[ABOUT THIS TASK] Output all the data exactly.

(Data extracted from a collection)
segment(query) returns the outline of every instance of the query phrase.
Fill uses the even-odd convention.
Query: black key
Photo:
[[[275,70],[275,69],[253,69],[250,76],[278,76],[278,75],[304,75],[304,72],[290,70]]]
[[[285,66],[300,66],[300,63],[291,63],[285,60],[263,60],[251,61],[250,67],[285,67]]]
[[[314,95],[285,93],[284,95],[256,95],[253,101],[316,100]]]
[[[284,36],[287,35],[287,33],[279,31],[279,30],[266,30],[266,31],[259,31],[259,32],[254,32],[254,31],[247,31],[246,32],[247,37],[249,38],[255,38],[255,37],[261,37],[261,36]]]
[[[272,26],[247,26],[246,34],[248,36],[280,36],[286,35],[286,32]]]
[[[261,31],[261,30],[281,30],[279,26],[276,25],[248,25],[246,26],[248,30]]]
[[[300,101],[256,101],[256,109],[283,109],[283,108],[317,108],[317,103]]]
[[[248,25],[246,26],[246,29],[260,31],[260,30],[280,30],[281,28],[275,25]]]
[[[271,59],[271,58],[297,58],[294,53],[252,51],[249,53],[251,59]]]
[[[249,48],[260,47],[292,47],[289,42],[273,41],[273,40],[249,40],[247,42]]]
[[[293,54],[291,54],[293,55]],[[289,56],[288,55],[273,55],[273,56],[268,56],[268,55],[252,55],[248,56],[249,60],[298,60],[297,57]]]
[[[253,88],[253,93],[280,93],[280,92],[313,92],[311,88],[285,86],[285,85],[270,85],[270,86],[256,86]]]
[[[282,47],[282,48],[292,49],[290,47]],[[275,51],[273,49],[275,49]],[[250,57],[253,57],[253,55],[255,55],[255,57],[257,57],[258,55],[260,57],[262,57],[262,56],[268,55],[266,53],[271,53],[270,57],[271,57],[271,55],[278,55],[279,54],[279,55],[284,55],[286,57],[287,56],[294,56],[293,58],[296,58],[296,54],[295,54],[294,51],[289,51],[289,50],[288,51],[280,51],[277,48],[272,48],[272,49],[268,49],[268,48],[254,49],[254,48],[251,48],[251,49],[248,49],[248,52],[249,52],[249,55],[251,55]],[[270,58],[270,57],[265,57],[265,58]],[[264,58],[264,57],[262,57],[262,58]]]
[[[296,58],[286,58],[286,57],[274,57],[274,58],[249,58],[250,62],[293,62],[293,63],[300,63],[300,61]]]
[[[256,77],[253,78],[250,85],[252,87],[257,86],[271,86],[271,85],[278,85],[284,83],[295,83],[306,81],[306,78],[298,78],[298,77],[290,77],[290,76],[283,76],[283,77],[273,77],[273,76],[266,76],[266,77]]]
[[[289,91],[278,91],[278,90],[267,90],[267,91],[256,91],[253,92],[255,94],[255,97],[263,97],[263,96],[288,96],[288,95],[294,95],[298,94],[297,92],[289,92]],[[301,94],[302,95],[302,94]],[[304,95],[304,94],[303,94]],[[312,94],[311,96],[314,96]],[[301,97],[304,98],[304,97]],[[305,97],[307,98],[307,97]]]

[SOLUTION]
segment(query) returns the outline of every instance of the query phrase.
Fill uses the even-odd convention.
Query: black key
Photo:
[[[275,70],[275,69],[253,69],[250,76],[278,76],[278,75],[304,75],[304,72],[290,70]]]
[[[285,66],[300,66],[300,63],[291,63],[285,60],[263,60],[251,61],[250,67],[285,67]]]
[[[314,95],[285,93],[284,95],[256,95],[253,101],[316,100]]]
[[[284,36],[287,35],[287,33],[279,31],[279,30],[266,30],[266,31],[259,31],[259,32],[254,32],[254,31],[247,31],[246,32],[247,37],[249,38],[255,38],[255,37],[261,37],[261,36]]]
[[[272,26],[247,26],[246,34],[248,36],[280,36],[286,35],[286,32]]]
[[[261,31],[261,30],[281,30],[279,26],[276,25],[248,25],[246,26],[248,30]]]
[[[300,101],[256,101],[256,109],[283,109],[283,108],[317,108],[317,103]]]
[[[248,25],[246,26],[246,29],[260,31],[260,30],[280,30],[281,28],[275,25]]]
[[[271,59],[271,58],[297,58],[294,53],[252,51],[249,53],[251,59]]]
[[[249,48],[260,47],[292,47],[289,42],[273,41],[273,40],[249,40],[247,42]]]
[[[293,54],[291,54],[293,55]],[[289,56],[288,55],[273,55],[273,56],[268,56],[268,55],[252,55],[248,56],[249,60],[298,60],[297,57]]]
[[[253,88],[253,93],[280,93],[280,92],[313,92],[311,88],[285,86],[285,85],[270,85],[270,86],[256,86]]]
[[[282,47],[282,48],[292,49],[290,47]],[[275,51],[273,49],[275,49]],[[250,57],[253,57],[253,55],[255,55],[255,57],[257,57],[258,55],[260,57],[262,57],[262,56],[268,55],[266,53],[271,53],[270,57],[271,57],[271,55],[278,55],[279,54],[279,55],[284,55],[286,57],[287,56],[294,56],[293,58],[296,58],[296,54],[295,54],[294,51],[289,51],[289,50],[288,51],[280,51],[277,48],[272,48],[272,49],[268,49],[268,48],[254,49],[254,48],[251,48],[251,49],[248,49],[248,52],[249,52],[249,55],[251,55]],[[270,58],[270,57],[265,57],[265,58]],[[264,58],[264,57],[262,57],[262,58]]]
[[[296,58],[286,58],[286,57],[274,57],[274,58],[249,58],[250,62],[293,62],[293,63],[300,63],[300,61]]]
[[[256,77],[253,78],[250,85],[252,87],[257,86],[271,86],[271,85],[278,85],[284,83],[295,83],[306,81],[306,78],[298,78],[298,77],[290,77],[290,76],[283,76],[283,77],[273,77],[273,76],[266,76],[266,77]]]
[[[289,91],[278,91],[278,90],[267,90],[267,91],[256,91],[253,92],[255,94],[255,97],[263,97],[263,96],[288,96],[288,95],[294,95],[298,94],[297,92],[289,92]],[[301,94],[302,95],[302,94]],[[304,95],[304,94],[303,94]],[[312,94],[311,96],[314,96]],[[301,97],[304,98],[304,97]],[[305,97],[307,98],[307,97]]]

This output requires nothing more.